* Start PASSAGE PROVIDED *
# About candenzas....



## DavidMahler (Dec 28, 2009)

What do you feel is the best way for the cadenza section to be approached assuming the composer did not compose an official cadenza for the concerto.

In the Brahms Violin Concerto for instance, I like the Joachim to be played. It bothers me to hear the instrumentalist make it up or play the Heifetz cadenza. Etc.

What about you?


----------



## Polednice (Sep 13, 2009)

I think variety is the spice of life and if the composer did not specify a cadenza, each musician should play their own, otherwise 'favourites' like Joachim's will seem through the repeated recordings to have been written or especially endorsed by the original composer. An unwritten cadenza provides an opportunity for virtuosity that every musician should rise to in their own unique way.


----------



## peeyaj (Nov 17, 2010)

I didn't any *"candenza" *but I know what a *"cadenza"* is..


----------



## Polednice (Sep 13, 2009)

peeyaj said:


> I didn't any *"candenza" *but I know what a *"candeza"* is..


Say what now?


----------



## Polednice (Sep 13, 2009)

Seriously, don't just 'like' my question - explaaaaayn yourself!!!


----------



## Igneous01 (Jan 27, 2011)

I candanza  canudanza?


----------



## Ukko (Jun 4, 2010)

Igneous01 said:


> I candanza  canudanza?


I nocandanza, but amdenza.


----------



## ComposerOfAvantGarde (Dec 2, 2011)

Easy. Just play virtuosic stuff that sounds good, possible use some of the thematic material from the previous sections of the work.


----------



## Ukko (Jun 4, 2010)

ComposerOfAvantGarde said:


> Easy. Just play virtuosic stuff that sounds good, possible use some of the thematic material from the previous sections of the work.


Sure, but that ain't silly.


----------



## ComposerOfAvantGarde (Dec 2, 2011)

Hilltroll72 said:


> Sure, but that ain't silly.


*I don't want to be silly!!!!* :scold::scold::scold:


----------



## joen_cph (Jan 17, 2010)

There was some talk on the subject in this thread also: http://www.talkclassical.com/8986-favourite-cadenzas.html

... well, actually merely found it as an excuse to repeat a recommendation of the jazz cadenzas in *Peter Breiner´s version of the Mozart Piano Concerto no.20*: 



 ,
a very lively recording which IMO succeeds quite well.
* End PASSAGE PROVIDED *
* Start DATASET ENTRIES *
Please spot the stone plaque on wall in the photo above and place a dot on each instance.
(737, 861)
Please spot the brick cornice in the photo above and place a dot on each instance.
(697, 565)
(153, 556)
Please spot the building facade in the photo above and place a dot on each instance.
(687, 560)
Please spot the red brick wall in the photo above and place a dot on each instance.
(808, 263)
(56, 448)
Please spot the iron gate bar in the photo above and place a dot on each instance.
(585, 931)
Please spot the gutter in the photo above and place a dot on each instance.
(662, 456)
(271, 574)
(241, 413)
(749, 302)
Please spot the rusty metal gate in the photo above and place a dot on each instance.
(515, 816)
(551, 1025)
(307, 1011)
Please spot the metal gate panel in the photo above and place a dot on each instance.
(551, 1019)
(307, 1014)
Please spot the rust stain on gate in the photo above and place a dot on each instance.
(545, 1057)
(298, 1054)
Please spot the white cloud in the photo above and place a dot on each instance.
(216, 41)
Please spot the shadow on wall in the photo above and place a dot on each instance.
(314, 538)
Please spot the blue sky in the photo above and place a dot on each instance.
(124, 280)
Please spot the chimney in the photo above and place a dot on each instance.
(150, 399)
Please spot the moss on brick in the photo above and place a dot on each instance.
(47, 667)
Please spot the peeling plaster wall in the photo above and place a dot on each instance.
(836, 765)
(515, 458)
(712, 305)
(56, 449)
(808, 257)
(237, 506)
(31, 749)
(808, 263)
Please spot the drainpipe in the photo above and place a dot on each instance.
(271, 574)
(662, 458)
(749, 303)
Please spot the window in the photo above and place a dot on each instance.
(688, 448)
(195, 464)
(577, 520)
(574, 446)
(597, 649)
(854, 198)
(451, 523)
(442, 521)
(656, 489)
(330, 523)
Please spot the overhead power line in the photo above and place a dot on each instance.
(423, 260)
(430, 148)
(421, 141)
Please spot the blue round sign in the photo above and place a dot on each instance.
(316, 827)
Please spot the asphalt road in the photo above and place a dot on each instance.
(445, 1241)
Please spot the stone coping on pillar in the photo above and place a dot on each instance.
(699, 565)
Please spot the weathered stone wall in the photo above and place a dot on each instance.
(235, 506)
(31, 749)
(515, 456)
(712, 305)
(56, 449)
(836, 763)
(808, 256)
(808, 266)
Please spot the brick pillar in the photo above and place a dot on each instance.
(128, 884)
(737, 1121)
* End DATASET ENTRIES *
* Start DATASET ENTRIES *
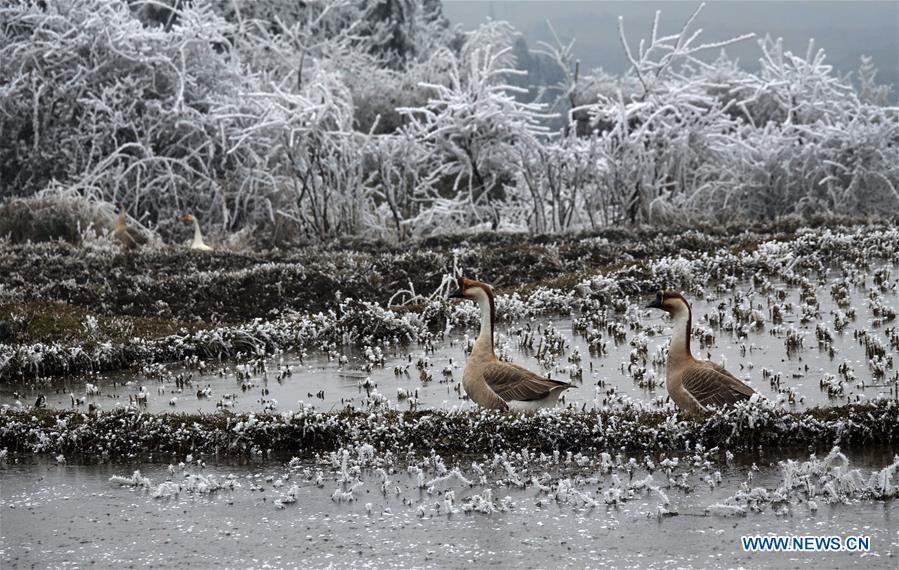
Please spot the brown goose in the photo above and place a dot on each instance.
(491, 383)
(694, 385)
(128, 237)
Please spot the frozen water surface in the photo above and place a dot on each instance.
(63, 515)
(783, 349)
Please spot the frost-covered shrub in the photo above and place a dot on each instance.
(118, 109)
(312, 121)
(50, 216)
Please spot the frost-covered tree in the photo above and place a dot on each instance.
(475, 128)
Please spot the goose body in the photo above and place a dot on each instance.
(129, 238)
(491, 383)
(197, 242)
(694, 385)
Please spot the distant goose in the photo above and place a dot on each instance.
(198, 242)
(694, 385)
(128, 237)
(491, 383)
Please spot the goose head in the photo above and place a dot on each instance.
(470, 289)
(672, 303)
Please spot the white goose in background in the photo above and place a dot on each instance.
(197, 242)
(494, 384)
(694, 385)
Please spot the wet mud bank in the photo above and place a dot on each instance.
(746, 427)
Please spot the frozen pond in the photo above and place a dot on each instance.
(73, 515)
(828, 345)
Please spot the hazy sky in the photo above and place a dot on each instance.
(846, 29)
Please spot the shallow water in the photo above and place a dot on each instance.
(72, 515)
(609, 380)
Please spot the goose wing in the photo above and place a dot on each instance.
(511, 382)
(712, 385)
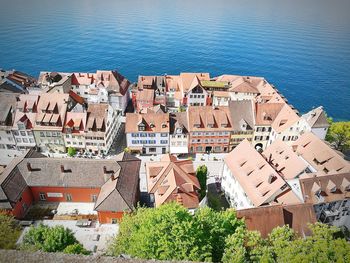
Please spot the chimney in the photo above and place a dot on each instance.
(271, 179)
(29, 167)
* End DATASET ENTRIES *
* THINGS TO DO
a – In the forum thread about cadenzas, which cadenza does DavidMahler like to hear played in the Brahms Violin Concerto?
b – Carry on the forum thread about cadenzas from where it stops.

* FINAL RESULTS
a – The Joachim cadenza.

b –
Another famous case of a stylistic break is Kremer´s rendition of the *Beethoven violin concerto with Schnittke*´s avantgarde cadenza. Likewise a view I find refreshing, particularly in a work that is rather insistingly repetitive:


----------



## moody (Nov 5, 2011)

peeyaj said:


> I didn't any *"candenza" *but I know what a *"cadenza"* is..


Well you're just a little old perfectionist aren't you!


----------



## moody (Nov 5, 2011)

ComposerOfAvantGarde said:


> Easy. Just play virtuosic stuff that sounds good, possible use some of the thematic material from the previous sections of the work.


NEBUCANDENZA---there's no point unless it does contain thematic material from the work. But the annoying thing is that record companies don't often mention what condenser is being used!


----------



## moody (Nov 5, 2011)

ComposerOfAvantGarde said:


> *I don't want to be silly!!!!* :scold::scold::scold:


Perish the thought that's what I say.


----------



## Igneous01 (Jan 27, 2011)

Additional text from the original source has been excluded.